*Work to be completed*
Images stay out; everything else in the records is to be set down exactly.

*Supplied records*
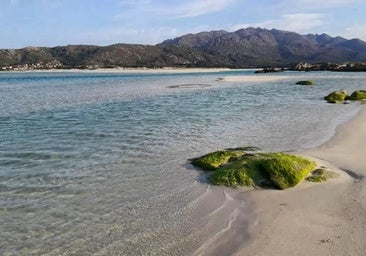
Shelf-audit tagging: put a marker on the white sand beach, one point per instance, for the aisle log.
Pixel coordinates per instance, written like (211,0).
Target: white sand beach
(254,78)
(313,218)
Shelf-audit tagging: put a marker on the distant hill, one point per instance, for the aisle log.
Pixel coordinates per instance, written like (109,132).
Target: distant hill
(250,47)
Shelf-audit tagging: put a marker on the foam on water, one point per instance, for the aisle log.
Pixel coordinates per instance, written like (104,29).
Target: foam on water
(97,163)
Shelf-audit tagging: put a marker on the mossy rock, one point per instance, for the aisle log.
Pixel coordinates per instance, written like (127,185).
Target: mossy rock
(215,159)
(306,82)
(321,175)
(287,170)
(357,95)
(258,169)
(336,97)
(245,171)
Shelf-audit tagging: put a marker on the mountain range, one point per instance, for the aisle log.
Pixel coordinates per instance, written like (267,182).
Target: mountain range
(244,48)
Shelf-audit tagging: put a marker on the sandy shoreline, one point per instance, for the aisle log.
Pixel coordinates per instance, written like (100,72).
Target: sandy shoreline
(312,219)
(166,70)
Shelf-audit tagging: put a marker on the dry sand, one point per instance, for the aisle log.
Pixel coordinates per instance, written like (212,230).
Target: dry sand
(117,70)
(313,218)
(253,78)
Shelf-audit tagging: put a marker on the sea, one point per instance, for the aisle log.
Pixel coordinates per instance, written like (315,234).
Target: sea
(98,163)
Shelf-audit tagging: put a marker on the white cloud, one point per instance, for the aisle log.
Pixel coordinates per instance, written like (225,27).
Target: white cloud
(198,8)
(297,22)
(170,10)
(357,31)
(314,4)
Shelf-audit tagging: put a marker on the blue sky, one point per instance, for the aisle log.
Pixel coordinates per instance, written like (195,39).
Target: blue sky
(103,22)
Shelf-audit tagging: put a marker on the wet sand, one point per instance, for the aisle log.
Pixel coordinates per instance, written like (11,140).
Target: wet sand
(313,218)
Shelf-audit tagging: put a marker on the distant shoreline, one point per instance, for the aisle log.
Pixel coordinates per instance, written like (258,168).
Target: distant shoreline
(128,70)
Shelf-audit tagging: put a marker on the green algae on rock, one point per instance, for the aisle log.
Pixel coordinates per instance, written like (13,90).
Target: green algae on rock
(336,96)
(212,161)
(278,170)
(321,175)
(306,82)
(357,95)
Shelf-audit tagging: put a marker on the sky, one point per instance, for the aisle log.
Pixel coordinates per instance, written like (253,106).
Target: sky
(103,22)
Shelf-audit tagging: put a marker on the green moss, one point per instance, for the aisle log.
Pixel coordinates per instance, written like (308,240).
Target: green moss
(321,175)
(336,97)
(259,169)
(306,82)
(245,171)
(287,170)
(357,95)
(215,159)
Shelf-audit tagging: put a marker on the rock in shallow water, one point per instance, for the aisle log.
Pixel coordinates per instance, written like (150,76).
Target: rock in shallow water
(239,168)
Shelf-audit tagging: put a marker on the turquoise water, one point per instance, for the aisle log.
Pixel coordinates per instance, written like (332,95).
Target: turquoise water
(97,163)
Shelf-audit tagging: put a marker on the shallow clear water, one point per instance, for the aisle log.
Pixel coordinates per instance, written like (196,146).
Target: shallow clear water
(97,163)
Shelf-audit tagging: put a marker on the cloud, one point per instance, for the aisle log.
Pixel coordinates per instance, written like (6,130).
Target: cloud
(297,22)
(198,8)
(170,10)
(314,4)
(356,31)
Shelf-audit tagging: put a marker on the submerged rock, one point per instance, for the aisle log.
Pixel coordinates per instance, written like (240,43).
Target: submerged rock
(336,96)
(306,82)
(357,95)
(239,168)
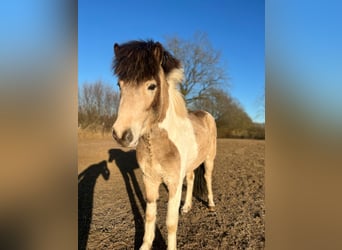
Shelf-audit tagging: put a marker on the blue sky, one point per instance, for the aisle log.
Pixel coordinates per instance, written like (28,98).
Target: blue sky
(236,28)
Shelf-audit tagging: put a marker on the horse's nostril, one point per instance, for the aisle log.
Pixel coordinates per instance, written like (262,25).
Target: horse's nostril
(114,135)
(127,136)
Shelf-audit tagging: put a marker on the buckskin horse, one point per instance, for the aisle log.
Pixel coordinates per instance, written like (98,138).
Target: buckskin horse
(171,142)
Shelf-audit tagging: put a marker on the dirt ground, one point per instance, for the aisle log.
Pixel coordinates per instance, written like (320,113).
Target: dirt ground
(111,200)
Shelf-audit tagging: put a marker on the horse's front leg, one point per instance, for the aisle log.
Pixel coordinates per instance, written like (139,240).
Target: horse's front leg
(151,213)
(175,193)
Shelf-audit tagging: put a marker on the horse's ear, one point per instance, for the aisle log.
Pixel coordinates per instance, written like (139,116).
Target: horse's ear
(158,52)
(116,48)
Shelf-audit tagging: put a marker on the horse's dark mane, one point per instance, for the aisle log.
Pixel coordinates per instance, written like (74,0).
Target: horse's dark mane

*Task result*
Shelf-audit tagging: put a marker on the white sand beach, one point per instance, for the aisle log.
Pixel coordinates per instance, written like (211,0).
Target: white sand beach
(254,78)
(313,218)
Shelf-audit tagging: put a marker on the distant hill, one point per instance, for the aisle log.
Pixel coordinates per instance, written like (109,132).
Target: distant hill
(250,47)
Shelf-audit tagging: put a marker on the foam on water, one point per instance, for the aisle log.
Pixel coordinates per instance, written like (104,29).
Target: foam on water
(97,163)
Shelf-audit tagging: put a marker on the mossy rock, one point per instance, for the aisle log.
Pixel coordinates per instance, written like (127,185).
Target: mossy rock
(215,159)
(306,82)
(321,175)
(287,170)
(357,95)
(258,169)
(336,97)
(245,171)
Shelf-audit tagging: put a marker on the mountain range, one point per instance, for the aisle log.
Pixel coordinates per instance, written like (267,182).
Target: mountain range
(244,48)
Shelf-audit tagging: put a marker on the sandy shoreline, one point per instance, for the aisle log.
Pixel coordinates per instance, written like (100,72).
Target: sandy shoreline
(312,219)
(166,70)
Shelf-audit tagging: put a marker on the dry sand, one point per instance, for the aisle log.
Pixel coordinates per instance, written like (212,230).
Target: dry sand
(117,70)
(313,218)
(253,78)
Shelf-audit tagging: put a marker on the sea, one point per instance, for the aisle log.
Pixel coordinates per instance, written like (315,234).
Target: sea
(98,163)
Shelf-audit tagging: put a marker on the white cloud, one point per instance, for the aisle log.
Pixel coordinates per instance, written like (225,27).
Target: white cloud
(198,8)
(297,22)
(170,10)
(357,31)
(314,4)
Shelf-audit tagging: put a marker on the blue sky, one point per instance, for the aisle log.
Pixel coordinates per instance, written like (195,39).
Target: blue sky
(103,22)
Shelf-audit tagging: put a marker on the wet sand, one point per instance, for the aisle log.
Pixel coordinates per instance, written like (11,140).
Target: wet sand
(313,218)
Shelf-audit tagging: put a marker on the distant shoreline, one point per instance, for the aisle log.
Pixel coordinates per instance, written like (258,168).
Target: distant shoreline
(128,70)
Shelf-audit tagging: put a marker on the green algae on rock, one point per instance, for the aisle log.
Pixel coordinates per instance, written like (13,90).
Target: green algae on rock
(336,96)
(212,161)
(278,170)
(321,175)
(306,82)
(357,95)
Shelf-audit tagging: put a marker on the sky, one point per instance, for the aisle log.
Pixel coordinates per instance, written like (253,106).
Target: sky
(103,22)
Shelf-audit tagging: put a marker on the green moss, one point per instance, for the aisle log.
Pixel coordinates per instance, written like (308,240).
Target: green moss
(321,175)
(336,97)
(259,169)
(306,82)
(245,171)
(287,170)
(357,95)
(215,159)
Shelf-audit tagging: put a marker on the rock in shallow water, one point per instance, for the aisle log.
Pixel coordinates per instance, written like (150,76).
Target: rock in shallow water
(239,168)
Shelf-audit tagging: put a marker on the turquoise water, one point per instance, for the aisle log.
Pixel coordinates per instance, written like (332,95).
Target: turquoise water
(97,163)
Shelf-audit tagging: put a marker on the shallow clear water, one point per instance, for the aisle log.
Pixel coordinates per instance, written like (196,146).
Target: shallow clear water
(97,163)
Shelf-audit tagging: put a marker on the cloud, one point per instance, for the aisle log.
Pixel coordinates per instance, written like (6,130).
Target: cloud
(297,22)
(198,8)
(170,10)
(314,4)
(356,31)
Shelf-audit tagging: put a marker on the submerged rock, one point per instance, for the aisle log.
Pixel coordinates per instance, written like (240,43).
Target: submerged rock
(336,96)
(306,82)
(357,95)
(239,168)
Shelf-audit tagging: put a marker on the blue sky, one point per instance, for the aisle log.
Pixel coordinates per instance, written like (28,98).
Target: blue sky
(236,28)
Shelf-audit tagging: put a marker on the horse's nostril, one point per instance, for the aisle log.
Pixel coordinates per instance, written like (262,25).
Target: horse's nostril
(114,135)
(127,136)
Shelf-audit tagging: put a marker on the buckskin horse, one point per instance, for the aisle log.
Pixel coordinates per instance, written like (98,138).
Target: buckskin horse
(171,142)
Shelf-audit tagging: put a marker on the dirt ground, one point per instance, for the aisle log.
Pixel coordinates per instance, written like (320,113).
Target: dirt ground
(111,200)
Shelf-audit tagging: put a marker on the horse's front leg, one point per instance, for the aisle log.
Pixel coordinates per instance, written like (139,240).
Target: horse's front leg
(151,213)
(175,193)
Shelf-audit tagging: put a marker on the horse's ear, one point per instance, for the aisle log.
Pixel coordinates per instance, written like (139,116).
Target: horse's ear
(158,52)
(116,48)
Shelf-audit tagging: put a marker on the horse's dark mane, one point per instance, for the aisle log.
Pixel coordinates per instance, written like (74,0).
Target: horse's dark mane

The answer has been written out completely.